>> START
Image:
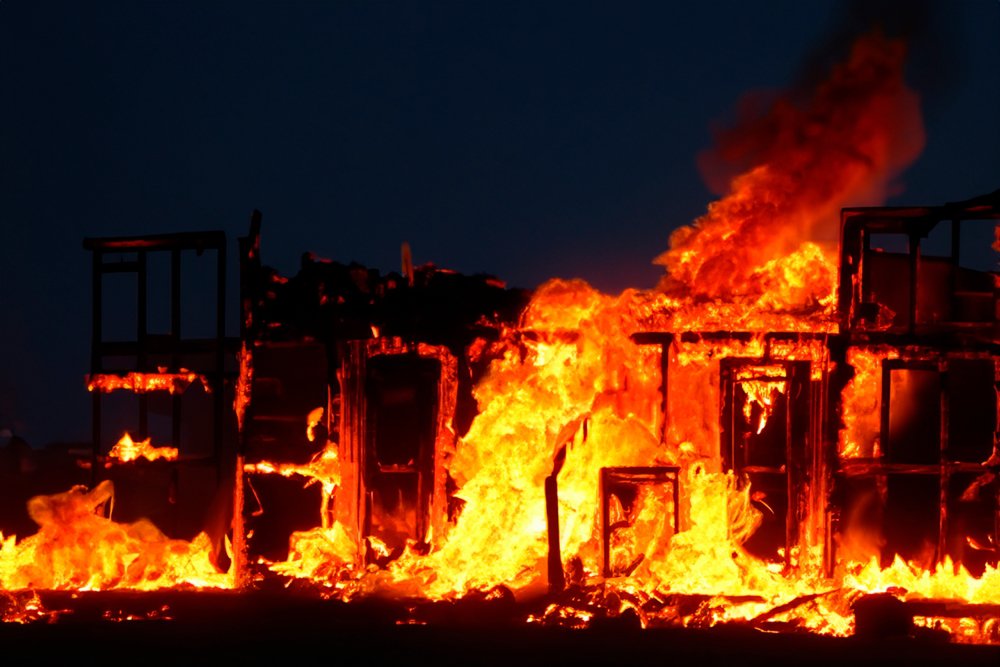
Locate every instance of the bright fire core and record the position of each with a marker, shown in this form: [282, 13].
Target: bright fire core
[570, 392]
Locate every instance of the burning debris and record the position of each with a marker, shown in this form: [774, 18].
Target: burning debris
[751, 442]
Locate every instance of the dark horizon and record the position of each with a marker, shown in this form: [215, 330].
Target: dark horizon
[526, 142]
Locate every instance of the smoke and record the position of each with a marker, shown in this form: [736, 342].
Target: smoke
[797, 161]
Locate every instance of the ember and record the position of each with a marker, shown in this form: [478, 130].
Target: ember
[778, 430]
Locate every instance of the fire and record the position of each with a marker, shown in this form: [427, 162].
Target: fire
[173, 383]
[568, 394]
[127, 450]
[740, 325]
[77, 548]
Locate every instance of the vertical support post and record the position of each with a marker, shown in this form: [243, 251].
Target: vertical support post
[97, 289]
[914, 280]
[664, 388]
[220, 357]
[557, 578]
[944, 478]
[791, 470]
[142, 351]
[175, 338]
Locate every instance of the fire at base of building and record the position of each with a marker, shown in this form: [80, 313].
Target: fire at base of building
[426, 435]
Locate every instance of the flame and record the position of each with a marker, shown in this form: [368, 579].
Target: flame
[76, 548]
[569, 393]
[139, 383]
[127, 450]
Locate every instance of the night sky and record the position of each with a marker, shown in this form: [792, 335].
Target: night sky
[527, 140]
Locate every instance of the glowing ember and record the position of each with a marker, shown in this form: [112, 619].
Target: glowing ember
[126, 450]
[76, 548]
[174, 383]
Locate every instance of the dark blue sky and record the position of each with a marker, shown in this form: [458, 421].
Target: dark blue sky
[524, 139]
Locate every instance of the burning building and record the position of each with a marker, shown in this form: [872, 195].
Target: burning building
[793, 423]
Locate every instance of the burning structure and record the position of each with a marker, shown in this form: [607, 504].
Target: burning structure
[787, 427]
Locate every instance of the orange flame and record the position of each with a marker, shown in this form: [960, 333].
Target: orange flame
[127, 450]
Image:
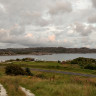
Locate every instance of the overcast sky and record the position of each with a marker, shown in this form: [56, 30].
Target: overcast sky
[45, 23]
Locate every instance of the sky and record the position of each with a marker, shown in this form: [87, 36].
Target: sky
[47, 23]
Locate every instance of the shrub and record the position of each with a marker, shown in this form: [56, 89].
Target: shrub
[14, 70]
[28, 72]
[41, 76]
[90, 66]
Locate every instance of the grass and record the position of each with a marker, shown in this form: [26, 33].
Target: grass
[49, 84]
[60, 85]
[51, 65]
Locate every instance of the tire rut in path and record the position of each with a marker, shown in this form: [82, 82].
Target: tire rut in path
[26, 91]
[2, 91]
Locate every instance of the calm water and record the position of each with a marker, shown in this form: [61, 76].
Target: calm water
[53, 57]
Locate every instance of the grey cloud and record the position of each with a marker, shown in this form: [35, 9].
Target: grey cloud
[60, 7]
[92, 19]
[83, 30]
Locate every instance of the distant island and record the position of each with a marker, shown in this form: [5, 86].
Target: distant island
[44, 51]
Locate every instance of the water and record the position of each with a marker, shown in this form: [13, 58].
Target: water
[54, 57]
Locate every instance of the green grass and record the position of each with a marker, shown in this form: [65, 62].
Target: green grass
[52, 65]
[50, 85]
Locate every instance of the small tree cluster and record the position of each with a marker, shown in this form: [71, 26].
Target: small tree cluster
[17, 70]
[14, 70]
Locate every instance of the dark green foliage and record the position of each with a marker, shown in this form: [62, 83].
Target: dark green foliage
[28, 59]
[28, 72]
[41, 76]
[14, 70]
[59, 61]
[90, 66]
[86, 63]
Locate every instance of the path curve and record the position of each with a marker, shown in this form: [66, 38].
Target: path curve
[26, 91]
[63, 72]
[2, 91]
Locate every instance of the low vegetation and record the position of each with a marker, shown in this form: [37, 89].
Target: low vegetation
[86, 63]
[48, 84]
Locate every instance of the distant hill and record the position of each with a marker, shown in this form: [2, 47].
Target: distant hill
[45, 50]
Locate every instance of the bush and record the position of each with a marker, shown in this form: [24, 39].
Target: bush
[41, 76]
[90, 66]
[28, 72]
[14, 70]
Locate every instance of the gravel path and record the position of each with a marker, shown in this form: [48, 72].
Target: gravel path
[63, 72]
[27, 92]
[2, 91]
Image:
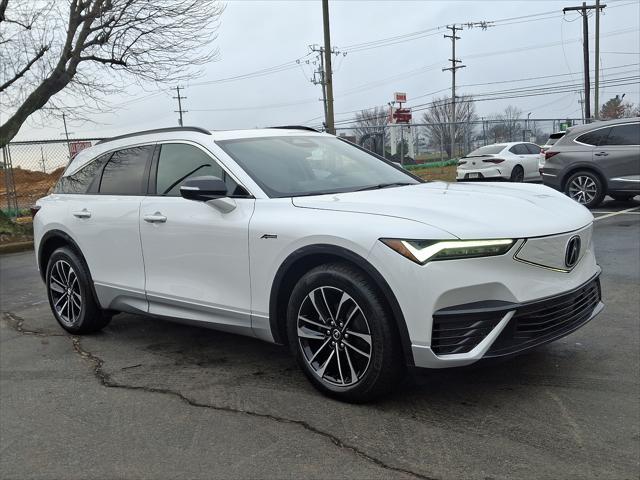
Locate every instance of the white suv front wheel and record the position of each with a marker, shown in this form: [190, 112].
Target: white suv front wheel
[342, 335]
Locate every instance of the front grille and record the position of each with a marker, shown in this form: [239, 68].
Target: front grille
[546, 320]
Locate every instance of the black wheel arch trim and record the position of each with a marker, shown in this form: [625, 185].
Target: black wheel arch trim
[278, 326]
[74, 246]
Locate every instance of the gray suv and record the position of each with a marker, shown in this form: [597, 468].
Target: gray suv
[595, 160]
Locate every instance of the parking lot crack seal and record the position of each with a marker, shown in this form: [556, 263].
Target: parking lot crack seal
[17, 323]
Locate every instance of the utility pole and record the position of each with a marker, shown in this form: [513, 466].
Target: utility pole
[320, 79]
[66, 133]
[44, 165]
[320, 75]
[328, 77]
[180, 110]
[454, 66]
[584, 9]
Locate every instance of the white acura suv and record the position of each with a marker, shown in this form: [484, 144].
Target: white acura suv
[300, 238]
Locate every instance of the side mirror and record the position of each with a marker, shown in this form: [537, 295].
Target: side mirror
[203, 188]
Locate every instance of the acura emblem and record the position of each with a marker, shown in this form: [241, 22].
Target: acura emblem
[573, 251]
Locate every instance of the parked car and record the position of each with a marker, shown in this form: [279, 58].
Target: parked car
[299, 238]
[553, 138]
[595, 160]
[516, 162]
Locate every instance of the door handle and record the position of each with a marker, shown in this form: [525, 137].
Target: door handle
[84, 213]
[155, 218]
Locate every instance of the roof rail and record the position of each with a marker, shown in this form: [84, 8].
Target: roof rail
[157, 130]
[297, 127]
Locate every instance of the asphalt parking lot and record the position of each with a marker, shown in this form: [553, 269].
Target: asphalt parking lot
[151, 399]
>> END
* _Written problem_: Each line in the records above should be reproduced exactly; images are not copied.

* _Response for this exercise_:
Image:
Locate every instance of the bright fire core and record the position of each with a marker, shown in this form: [282, 13].
Target: bright fire core
[570, 392]
Locate every instance of the burning debris and record the position of each with a marker, shown in this form: [774, 18].
Target: burning debris
[751, 442]
Locate every instance of the dark horizon and record the position of each with a marker, shown in this form: [215, 330].
Target: dark horizon
[526, 142]
Locate every instance of the smoke and record the position of each with a marker, shown in this form: [736, 342].
Target: smoke
[797, 161]
Locate every instance of the ember and record the position of each with a marker, shown in this form: [478, 130].
Target: ember
[778, 430]
Locate every instance of the fire and record the position of each with a marker, shown in this form: [427, 162].
Target: fire
[173, 383]
[568, 394]
[127, 450]
[740, 325]
[77, 548]
Locate every instance of the vertical support post and record the position of each with a marker, shown in this form: [243, 251].
Target: vertical support post
[97, 289]
[914, 280]
[664, 388]
[220, 357]
[557, 578]
[944, 478]
[791, 470]
[142, 351]
[175, 338]
Locate every instance of the fire at base of building and record the position of each with a marker, shown in this form: [80, 313].
Target: fire at base of building
[426, 435]
Locate every instance of the flame and record the position of each with a marker, shown in this form: [368, 579].
Target: flame
[76, 548]
[569, 393]
[139, 383]
[127, 450]
Locate every instance of the night sky and record the position of each with a marker, shown in this form: [792, 335].
Target: night sky
[527, 140]
Locate every instance of the glowing ember and record the position of each with a marker, shown in this form: [112, 619].
Target: glowing ember
[126, 450]
[76, 548]
[174, 383]
Locate every instance of the dark blue sky and record the position of each with a marker, shown in this form: [458, 421].
Target: dark blue sky
[524, 139]
Locate every instance of the burning building and record the position of each with a marker, shown in this form: [872, 195].
Target: burning building
[793, 423]
Locate every instance of the burning structure and record the position of each with a marker, shown in this form: [607, 504].
Target: burning structure
[787, 427]
Locate every instance of the orange flame and record the position of each with a marker, shown in this form: [960, 333].
Target: orange flame
[127, 450]
Image:
Locate every instance of the overcast sky and record the position of each with a marker, shown in this form: [56, 30].
Target: overcast sky
[45, 23]
Locate every instance of the sky and record the position of each with a marker, shown in this form: [87, 36].
Target: sky
[47, 23]
Locate every instance of the shrub and record the position of each with a marker, shown in this form: [56, 89].
Target: shrub
[14, 70]
[28, 72]
[41, 76]
[90, 66]
Locate every instance of the grass and record the position of each with a marker, shown in this form: [26, 33].
Target: grass
[49, 84]
[60, 85]
[51, 65]
Locate every instance of the tire rut in path and record the position of each with a marker, shown in this form: [82, 82].
Target: tire rut in path
[26, 91]
[2, 91]
Locate every instance of the calm water and record the position of each with a marker, shown in this form: [61, 76].
Target: calm water
[53, 57]
Locate every instance of the grey cloud and record the position of each with a marker, shown in this form: [35, 9].
Target: grey cloud
[60, 7]
[92, 19]
[83, 30]
Locate every instance of the distant island and record the position of each with a marker, shown in this form: [5, 86].
Target: distant island
[44, 51]
Locate every instance of the water and record the position of each with a marker, shown in this form: [13, 58].
Target: water
[54, 57]
Locate every instance of the green grass and record the position of each with a marker, shown in this form: [65, 62].
Target: green grass
[52, 65]
[50, 85]
Locate every instance of the small tree cluster and record the position of each with a marker, shown in this form: [71, 26].
Target: small tree cluster
[17, 70]
[14, 70]
Locate every instance of the dark green foliage and record the position of each with a marker, shown in this form: [62, 83].
Target: dark green foliage
[28, 59]
[28, 72]
[41, 76]
[14, 70]
[59, 61]
[90, 66]
[86, 63]
Locate every instance of the path curve and record the position of each with a marker, shown in this form: [66, 38].
Target: path curve
[26, 91]
[63, 72]
[2, 91]
Locate every instance of the low vegetation and record the position of each with a marker, shown in this form: [37, 89].
Target: low vegetation
[86, 63]
[48, 84]
Locate every instance of the distant hill and record the position of each with a marker, shown in this form: [2, 47].
Target: distant hill
[45, 50]
Locate every instance of the bush and record the position of each with a marker, shown in this form: [24, 39].
Target: bush
[41, 76]
[90, 66]
[28, 72]
[14, 70]
Locate every instance of the gravel path and record the position of each with a marker, shown in this form: [48, 72].
Target: gravel path
[63, 72]
[27, 92]
[2, 91]
Image:
Locate every instance of the white suv front wheel and record the position of each with a marker, shown in this form: [190, 112].
Target: white suv front wheel
[342, 335]
Locate every instance of the front grille and record the position of each with a marker, shown in this form: [239, 68].
Target: front grille
[546, 320]
Locate every instance of the black wheel arch trim and record the position of each with a marker, shown in this form: [625, 185].
Target: black wheel arch trim
[278, 326]
[74, 246]
Locate every instance of the gray suv and record the position of each with a marker, shown in this form: [597, 468].
Target: gray suv
[595, 160]
Locate every instance of the parking lot crack seal and record the position of each with a marker, shown in this form: [556, 263].
Target: parking lot crack seal
[17, 323]
Locate every instance of the utility pole and record the position of each with a marker, shown in this form: [513, 466].
Target: utility pole
[320, 79]
[66, 133]
[44, 165]
[320, 75]
[328, 77]
[180, 110]
[454, 66]
[584, 9]
Locate every instance of the white acura suv and record the position of each with a marker, shown in this form: [484, 144].
Target: white acura suv
[300, 238]
Locate every instance of the side mirror and record the position of each with a marker, shown in this form: [537, 295].
Target: side mirror
[203, 188]
Locate every instance of the acura emblem and record the position of each with a marker, shown in this form: [241, 22].
Target: acura emblem
[573, 251]
Locate every instance of the parked car and record the position of each with a marker, shown in this form: [279, 58].
Target: parked car
[299, 238]
[553, 138]
[595, 160]
[516, 162]
Locate every instance of the door handle and record the position of each with a marker, shown in this form: [525, 137].
Target: door handle
[84, 213]
[155, 218]
Locate every instance of the roof rail and record the position of each with a marker, shown in this form: [84, 8].
Target: roof rail
[157, 130]
[297, 127]
Locate every instance of the asphalt parking lot and record the position of each with a marker, shown in this form: [553, 269].
Target: asphalt parking lot
[151, 399]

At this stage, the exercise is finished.